------ Отрывок текста ------
Пустота — содержимое Пушкина. Без неё он был бы не полон, его бы не было, как не бывает огня без воздуха, вдоха без выдоха. Ею прежде всего обеспечивалась восприимчивость поэта, подчинявшаяся обаянию любого каприза и колорита поглощаемой торопливо картины, что поздравительной открыткой влетает в глянце: натурально! точь-в-точь какие видим в жизни! Вспомним Гоголя, беспокойно, кошмарно занятого собою, рисовавшего всё в превратном свете своего кривого носа[2]. Пушкину не было о чём беспокоиться, Пушкин был достаточно пуст, чтобы видеть вещи как есть, не навязывая себя в произвольные фантазёры, но полнясь ими до краёв и реагируя почти механически, <…> — благосклонно и равнодушно.
------ Список записей ------
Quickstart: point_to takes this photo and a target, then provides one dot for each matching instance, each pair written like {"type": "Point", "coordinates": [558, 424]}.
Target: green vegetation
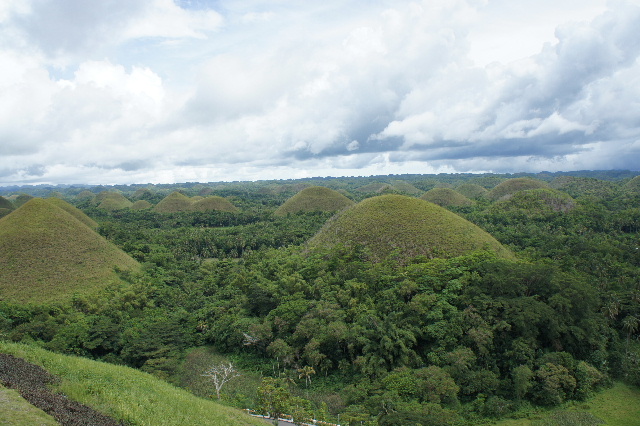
{"type": "Point", "coordinates": [15, 411]}
{"type": "Point", "coordinates": [47, 254]}
{"type": "Point", "coordinates": [114, 201]}
{"type": "Point", "coordinates": [173, 203]}
{"type": "Point", "coordinates": [382, 322]}
{"type": "Point", "coordinates": [73, 211]}
{"type": "Point", "coordinates": [404, 227]}
{"type": "Point", "coordinates": [446, 197]}
{"type": "Point", "coordinates": [141, 205]}
{"type": "Point", "coordinates": [472, 190]}
{"type": "Point", "coordinates": [315, 198]}
{"type": "Point", "coordinates": [126, 394]}
{"type": "Point", "coordinates": [532, 203]}
{"type": "Point", "coordinates": [212, 202]}
{"type": "Point", "coordinates": [511, 186]}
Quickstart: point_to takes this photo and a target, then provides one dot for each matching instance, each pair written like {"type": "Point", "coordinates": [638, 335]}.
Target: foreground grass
{"type": "Point", "coordinates": [15, 411]}
{"type": "Point", "coordinates": [617, 406]}
{"type": "Point", "coordinates": [127, 394]}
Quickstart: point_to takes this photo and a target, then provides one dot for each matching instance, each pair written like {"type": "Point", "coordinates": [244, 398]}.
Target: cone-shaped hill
{"type": "Point", "coordinates": [412, 226]}
{"type": "Point", "coordinates": [213, 202]}
{"type": "Point", "coordinates": [633, 185]}
{"type": "Point", "coordinates": [511, 186]}
{"type": "Point", "coordinates": [114, 201]}
{"type": "Point", "coordinates": [472, 190]}
{"type": "Point", "coordinates": [5, 204]}
{"type": "Point", "coordinates": [446, 197]}
{"type": "Point", "coordinates": [174, 203]}
{"type": "Point", "coordinates": [46, 254]}
{"type": "Point", "coordinates": [141, 205]}
{"type": "Point", "coordinates": [582, 186]}
{"type": "Point", "coordinates": [315, 198]}
{"type": "Point", "coordinates": [533, 203]}
{"type": "Point", "coordinates": [75, 212]}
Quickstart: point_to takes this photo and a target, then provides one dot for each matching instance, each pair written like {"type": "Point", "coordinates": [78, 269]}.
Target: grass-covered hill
{"type": "Point", "coordinates": [47, 254]}
{"type": "Point", "coordinates": [114, 201]}
{"type": "Point", "coordinates": [584, 186]}
{"type": "Point", "coordinates": [73, 211]}
{"type": "Point", "coordinates": [5, 204]}
{"type": "Point", "coordinates": [126, 395]}
{"type": "Point", "coordinates": [212, 202]}
{"type": "Point", "coordinates": [446, 197]}
{"type": "Point", "coordinates": [174, 203]}
{"type": "Point", "coordinates": [535, 203]}
{"type": "Point", "coordinates": [315, 198]}
{"type": "Point", "coordinates": [141, 205]}
{"type": "Point", "coordinates": [412, 226]}
{"type": "Point", "coordinates": [511, 186]}
{"type": "Point", "coordinates": [472, 190]}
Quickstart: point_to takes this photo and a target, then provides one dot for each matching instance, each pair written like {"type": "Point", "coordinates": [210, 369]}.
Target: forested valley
{"type": "Point", "coordinates": [345, 334]}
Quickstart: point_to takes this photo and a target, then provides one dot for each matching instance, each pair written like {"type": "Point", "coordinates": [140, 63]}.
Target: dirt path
{"type": "Point", "coordinates": [32, 382]}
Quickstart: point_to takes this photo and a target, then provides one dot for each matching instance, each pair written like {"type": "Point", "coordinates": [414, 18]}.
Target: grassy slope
{"type": "Point", "coordinates": [446, 197]}
{"type": "Point", "coordinates": [618, 406]}
{"type": "Point", "coordinates": [114, 201]}
{"type": "Point", "coordinates": [127, 394]}
{"type": "Point", "coordinates": [46, 254]}
{"type": "Point", "coordinates": [173, 203]}
{"type": "Point", "coordinates": [75, 212]}
{"type": "Point", "coordinates": [511, 186]}
{"type": "Point", "coordinates": [16, 411]}
{"type": "Point", "coordinates": [315, 198]}
{"type": "Point", "coordinates": [213, 203]}
{"type": "Point", "coordinates": [410, 225]}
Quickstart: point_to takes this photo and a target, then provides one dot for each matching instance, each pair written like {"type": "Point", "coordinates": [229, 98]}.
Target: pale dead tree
{"type": "Point", "coordinates": [221, 374]}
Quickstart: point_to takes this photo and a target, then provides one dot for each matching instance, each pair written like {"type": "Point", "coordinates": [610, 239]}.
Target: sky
{"type": "Point", "coordinates": [166, 91]}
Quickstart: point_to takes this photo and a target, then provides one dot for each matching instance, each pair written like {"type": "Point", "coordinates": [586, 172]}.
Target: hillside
{"type": "Point", "coordinates": [173, 203]}
{"type": "Point", "coordinates": [125, 394]}
{"type": "Point", "coordinates": [412, 226]}
{"type": "Point", "coordinates": [446, 197]}
{"type": "Point", "coordinates": [511, 186]}
{"type": "Point", "coordinates": [47, 254]}
{"type": "Point", "coordinates": [73, 211]}
{"type": "Point", "coordinates": [535, 203]}
{"type": "Point", "coordinates": [114, 201]}
{"type": "Point", "coordinates": [315, 198]}
{"type": "Point", "coordinates": [211, 203]}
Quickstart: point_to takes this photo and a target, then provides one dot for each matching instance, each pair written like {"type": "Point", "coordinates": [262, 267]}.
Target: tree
{"type": "Point", "coordinates": [274, 398]}
{"type": "Point", "coordinates": [220, 374]}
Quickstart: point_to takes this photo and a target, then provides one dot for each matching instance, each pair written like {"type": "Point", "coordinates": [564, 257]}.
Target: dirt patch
{"type": "Point", "coordinates": [32, 382]}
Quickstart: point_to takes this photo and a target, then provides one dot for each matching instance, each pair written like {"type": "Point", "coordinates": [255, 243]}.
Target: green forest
{"type": "Point", "coordinates": [453, 299]}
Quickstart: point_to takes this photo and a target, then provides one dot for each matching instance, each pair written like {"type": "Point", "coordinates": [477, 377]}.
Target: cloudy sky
{"type": "Point", "coordinates": [161, 91]}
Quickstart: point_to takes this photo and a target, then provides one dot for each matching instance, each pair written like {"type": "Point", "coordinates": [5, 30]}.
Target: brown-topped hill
{"type": "Point", "coordinates": [46, 254]}
{"type": "Point", "coordinates": [409, 226]}
{"type": "Point", "coordinates": [315, 198]}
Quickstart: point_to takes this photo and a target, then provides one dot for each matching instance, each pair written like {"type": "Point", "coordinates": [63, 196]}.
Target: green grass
{"type": "Point", "coordinates": [114, 201]}
{"type": "Point", "coordinates": [511, 186]}
{"type": "Point", "coordinates": [127, 394]}
{"type": "Point", "coordinates": [532, 203]}
{"type": "Point", "coordinates": [141, 205]}
{"type": "Point", "coordinates": [472, 190]}
{"type": "Point", "coordinates": [174, 203]}
{"type": "Point", "coordinates": [411, 226]}
{"type": "Point", "coordinates": [446, 197]}
{"type": "Point", "coordinates": [75, 212]}
{"type": "Point", "coordinates": [16, 411]}
{"type": "Point", "coordinates": [617, 406]}
{"type": "Point", "coordinates": [212, 203]}
{"type": "Point", "coordinates": [46, 255]}
{"type": "Point", "coordinates": [315, 198]}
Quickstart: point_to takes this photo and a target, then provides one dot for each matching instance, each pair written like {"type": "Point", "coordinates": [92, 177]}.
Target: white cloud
{"type": "Point", "coordinates": [155, 90]}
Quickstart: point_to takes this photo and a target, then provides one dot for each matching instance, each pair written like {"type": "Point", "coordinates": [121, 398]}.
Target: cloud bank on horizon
{"type": "Point", "coordinates": [136, 91]}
------
- Задание -
Изложите суть отрывка о Пушкине в двух предложениях. Записи взяты из другого источника.

- Полное решение -
Пустота названа содержимым Пушкина, без которого его бы не было, и прежде всего она обеспечивала восприимчивость поэта. В отличие от беспокойно занятого собою Гоголя, Пушкин был достаточно пуст, чтобы видеть вещи как есть, полнясь ими до краёв и реагируя благосклонно и равнодушно.